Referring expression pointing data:

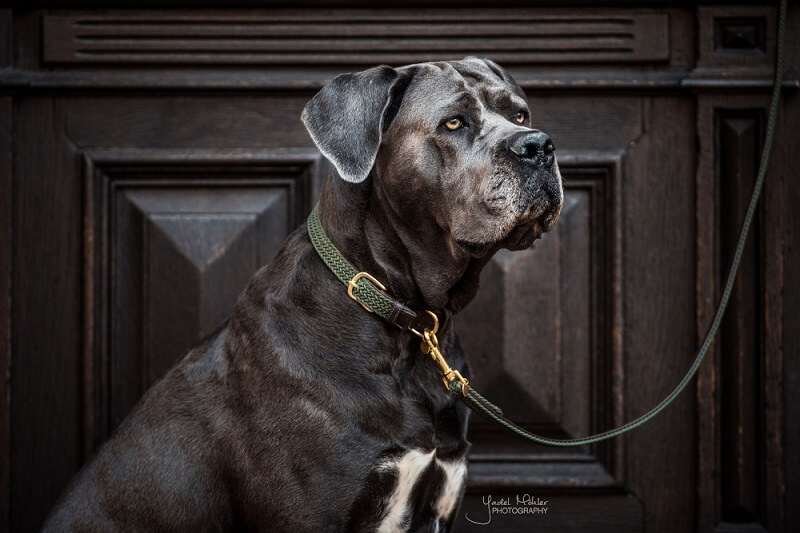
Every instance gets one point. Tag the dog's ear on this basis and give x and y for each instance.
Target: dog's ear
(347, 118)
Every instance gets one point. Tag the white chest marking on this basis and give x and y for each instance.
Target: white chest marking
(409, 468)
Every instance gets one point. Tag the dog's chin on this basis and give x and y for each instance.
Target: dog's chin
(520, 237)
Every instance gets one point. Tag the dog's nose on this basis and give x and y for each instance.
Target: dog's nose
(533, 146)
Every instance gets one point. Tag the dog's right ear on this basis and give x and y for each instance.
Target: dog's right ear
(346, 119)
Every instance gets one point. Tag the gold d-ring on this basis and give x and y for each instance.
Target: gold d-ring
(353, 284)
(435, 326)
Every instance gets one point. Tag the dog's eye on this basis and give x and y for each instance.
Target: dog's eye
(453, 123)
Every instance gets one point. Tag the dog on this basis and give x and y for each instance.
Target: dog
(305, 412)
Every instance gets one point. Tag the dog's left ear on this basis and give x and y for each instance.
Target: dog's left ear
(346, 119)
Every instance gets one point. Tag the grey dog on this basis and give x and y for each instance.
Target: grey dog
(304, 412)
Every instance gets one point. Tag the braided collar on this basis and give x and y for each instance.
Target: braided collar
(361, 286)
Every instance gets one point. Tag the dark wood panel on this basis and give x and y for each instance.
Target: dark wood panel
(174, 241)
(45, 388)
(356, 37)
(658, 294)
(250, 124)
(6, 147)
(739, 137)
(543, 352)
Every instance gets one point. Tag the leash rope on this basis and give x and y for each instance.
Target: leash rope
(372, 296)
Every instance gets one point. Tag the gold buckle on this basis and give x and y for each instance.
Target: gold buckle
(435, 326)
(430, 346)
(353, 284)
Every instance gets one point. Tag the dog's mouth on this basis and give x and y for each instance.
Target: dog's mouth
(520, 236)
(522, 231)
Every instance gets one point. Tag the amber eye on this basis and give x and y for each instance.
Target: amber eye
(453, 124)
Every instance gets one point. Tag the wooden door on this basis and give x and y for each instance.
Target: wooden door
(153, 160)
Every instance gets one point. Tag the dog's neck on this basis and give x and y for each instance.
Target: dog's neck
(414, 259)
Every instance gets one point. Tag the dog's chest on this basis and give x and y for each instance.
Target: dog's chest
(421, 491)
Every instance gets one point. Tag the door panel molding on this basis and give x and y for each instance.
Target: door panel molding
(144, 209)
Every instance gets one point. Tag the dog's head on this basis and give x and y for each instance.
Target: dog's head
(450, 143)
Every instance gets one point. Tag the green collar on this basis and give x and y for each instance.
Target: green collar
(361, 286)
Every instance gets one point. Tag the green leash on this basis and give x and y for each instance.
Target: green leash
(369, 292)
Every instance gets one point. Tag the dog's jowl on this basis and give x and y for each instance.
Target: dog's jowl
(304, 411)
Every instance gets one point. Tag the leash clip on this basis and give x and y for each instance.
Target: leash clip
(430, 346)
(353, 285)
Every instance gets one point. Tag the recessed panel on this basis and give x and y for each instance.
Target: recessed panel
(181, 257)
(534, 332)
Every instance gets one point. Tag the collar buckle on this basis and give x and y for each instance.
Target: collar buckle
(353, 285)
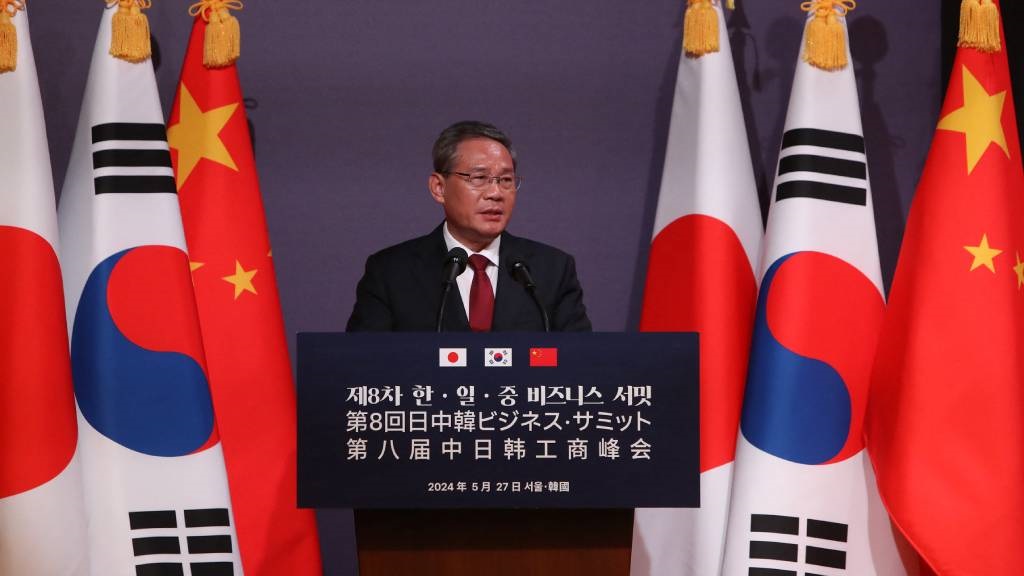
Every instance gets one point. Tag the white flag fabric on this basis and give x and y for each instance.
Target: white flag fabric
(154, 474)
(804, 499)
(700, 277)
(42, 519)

» Exercise objective
Retype the lines above exactly as they appear, from the line containing "Target: recessed panel" through the line containing "Every instance gets one point. Tag the white flag", and leave out any pictures.

» Reply to the task
Target: recessed panel
(181, 257)
(534, 332)
Every instance gets one point. Tag the collar buckle on this basis and give x and y for each instance.
Target: collar buckle
(353, 285)
Every instance gets one point. Tag the white flag fabric on this basis and give x and y for each instance.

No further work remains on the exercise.